* Instructions for the task *
Please continue the research proposal text below on tracking Toxoplasma gondii bradyzoite replication with a FUCCI-based cell cycle indicator, starting after its last sentence.
** Opening Document segment block **
Toxoplasma gondii is one of the most successful opportunistic parasites, estimated to infect a third of the world’s
population. While clinical toxoplasmosis caused by replicating tachyzoites can be treated, there are no current
therapies to eliminate encysted bradyzoites in the chronic stage. Despite the central role in T.
gondii pathogenesis, little is known about bradyzoite replication. Due to the lack of technologies, bradyzoites are
mostly studied as a population within heterogeneous tissue cysts. Such an approach masks the intricate
dynamics of parasite replication. To gain insights into chronic and reactivated toxoplasmosis and to uncover new
vulnerable processes for future antiparasitic drugs, we propose to build a new tool for spatiotemporal
visualization of parasite growth and development. In the current application, we will couple the unique T.
gondii cell cycle with a powerful technology used in multicellular eukaryotes, Fluorescence Ubiquitination-based
Cell Cycle Indicator (FUCCI). The FUCCI approach relies on controlled proteolysis of key cell cycle regulators.
** Closing Document segment block **
** Opening Material provided block **
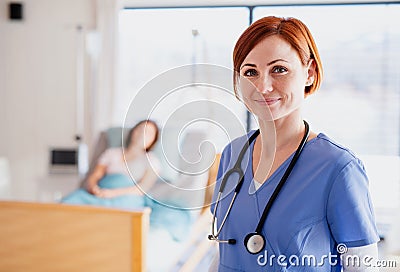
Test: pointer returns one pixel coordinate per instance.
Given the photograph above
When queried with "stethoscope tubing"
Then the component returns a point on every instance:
(237, 169)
** Closing Material provided block **
* Task answer *
In Aim 1, to visualize cell cycle stages in tachyzoites, we will build a tricolor Toxo-FUCCITz probe fusing blue,
green, and red fluorescent proteins with dynamic cell cycle reporters TgRRM1 (G1), TgMcm5 (S-phase and
mitosis), and TgIMC3 (budding) in the developmentally competent ME49 strain. To facilitate the detection of
bradyzoites, we will create a Toxo-FUCCIBz strain in largely the same configuration, replacing only TgRRM1 with
a bradyzoite-specific marker TgLDH2. We will use our T. gondii FUCCI probes to observe how tachyzoites enter
a drug-induced cell cycle block (Aim 2.1). Using time-lapse microscopy and flow cytometry, we will define basic
parameters of the bradyzoite cell cycle during in vitro differentiation (Aim 2.2). Altogether, the proposed
experiments will establish an advanced technology to study the dynamics of parasite growth and development,
to dissect complex populations of parasites, and to screen for antiparasitic drugs. Our studies offer an alternative
and effective approach to dissect the mechanisms of chronic toxoplasmosis.